> Data for this exercise
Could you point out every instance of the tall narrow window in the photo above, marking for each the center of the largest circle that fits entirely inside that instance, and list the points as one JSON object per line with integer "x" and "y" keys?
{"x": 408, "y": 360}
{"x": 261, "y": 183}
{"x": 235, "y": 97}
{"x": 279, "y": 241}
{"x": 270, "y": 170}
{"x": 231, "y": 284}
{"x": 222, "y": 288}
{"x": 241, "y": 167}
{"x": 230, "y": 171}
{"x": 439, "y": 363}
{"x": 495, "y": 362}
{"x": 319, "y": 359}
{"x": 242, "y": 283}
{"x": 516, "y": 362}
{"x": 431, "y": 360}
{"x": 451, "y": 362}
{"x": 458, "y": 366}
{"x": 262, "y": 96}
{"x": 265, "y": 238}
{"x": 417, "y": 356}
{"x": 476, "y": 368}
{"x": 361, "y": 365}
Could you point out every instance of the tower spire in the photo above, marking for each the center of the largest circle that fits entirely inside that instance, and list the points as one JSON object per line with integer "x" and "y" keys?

==

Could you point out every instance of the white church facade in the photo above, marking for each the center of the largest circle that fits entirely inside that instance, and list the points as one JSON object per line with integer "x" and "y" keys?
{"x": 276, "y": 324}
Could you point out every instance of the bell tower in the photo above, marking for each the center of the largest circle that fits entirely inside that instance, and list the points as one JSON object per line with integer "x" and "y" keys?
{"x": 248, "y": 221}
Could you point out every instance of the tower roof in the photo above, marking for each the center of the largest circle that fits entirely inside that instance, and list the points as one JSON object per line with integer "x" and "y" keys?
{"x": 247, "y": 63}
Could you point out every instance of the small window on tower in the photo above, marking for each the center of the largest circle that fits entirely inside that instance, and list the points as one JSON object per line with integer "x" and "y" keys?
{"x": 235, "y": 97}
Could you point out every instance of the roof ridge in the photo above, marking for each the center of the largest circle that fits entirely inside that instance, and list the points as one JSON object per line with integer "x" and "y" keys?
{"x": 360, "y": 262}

* * *

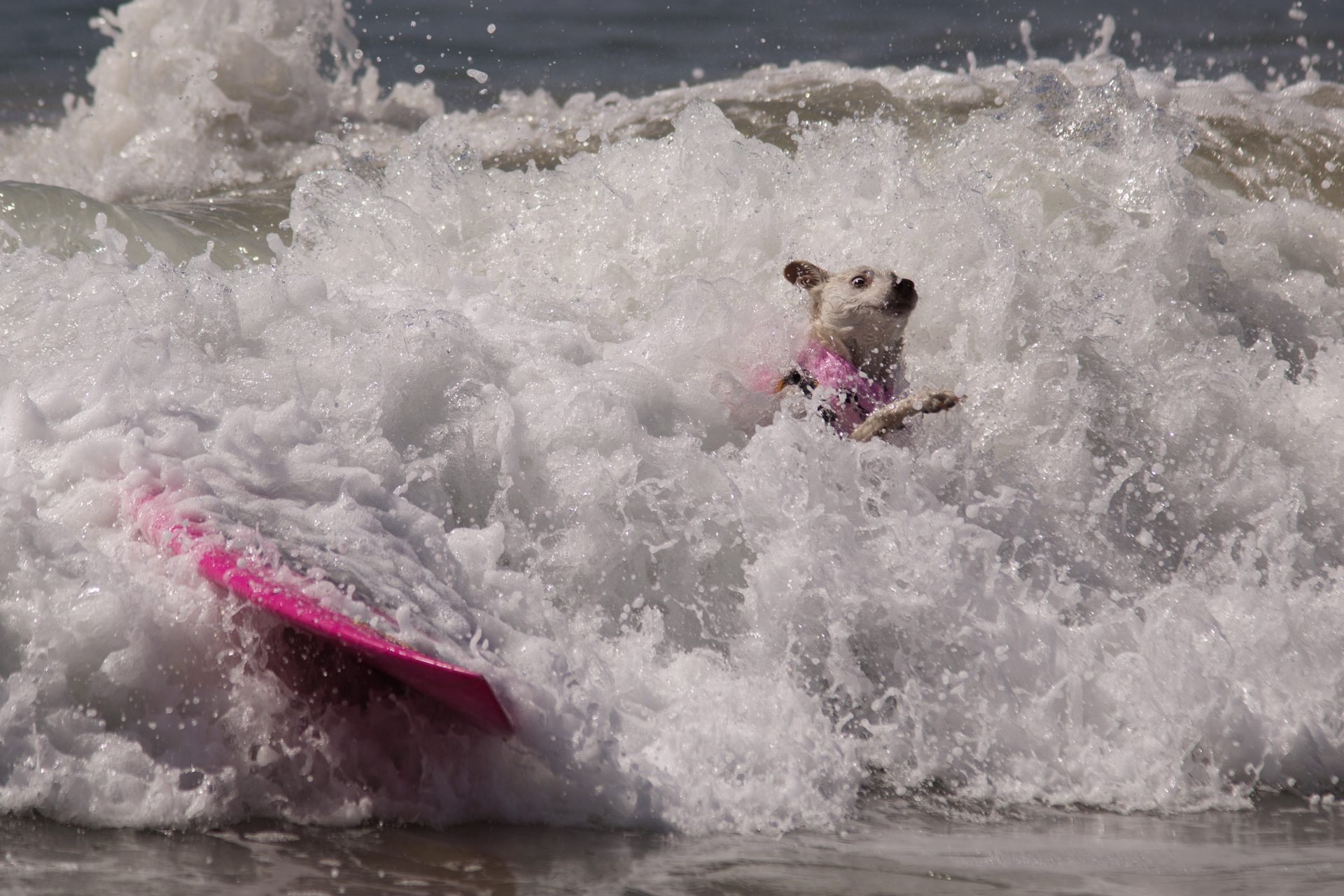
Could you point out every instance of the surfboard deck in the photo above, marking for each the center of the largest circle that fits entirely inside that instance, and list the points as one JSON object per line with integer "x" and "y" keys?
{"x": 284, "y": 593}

> What you need to do
Restate word for word the entries above from the line with "Could you point out every instance of the tall" through the line with "Could you point out every instance of the tower spire", inclusive, leaving out everything else.

> Solution to this exercise
Could you point out every instance of the tall narrow window in the photo above, marking for each the center of the largest circle that fits entirely inside that instance, and list the points as one JSON object per line with integer "x" and "y" keys?
{"x": 408, "y": 360}
{"x": 261, "y": 183}
{"x": 235, "y": 97}
{"x": 279, "y": 241}
{"x": 270, "y": 170}
{"x": 231, "y": 284}
{"x": 222, "y": 288}
{"x": 241, "y": 167}
{"x": 230, "y": 171}
{"x": 439, "y": 363}
{"x": 495, "y": 362}
{"x": 319, "y": 359}
{"x": 242, "y": 283}
{"x": 516, "y": 362}
{"x": 431, "y": 360}
{"x": 451, "y": 362}
{"x": 458, "y": 366}
{"x": 262, "y": 96}
{"x": 265, "y": 238}
{"x": 417, "y": 356}
{"x": 476, "y": 368}
{"x": 361, "y": 365}
Could you point out every instance of the tower spire in the photo above, marking for each the center of the largest circle that fits entirely inside that instance, and list the points as one JSON object per line with integer "x" and "y" keys?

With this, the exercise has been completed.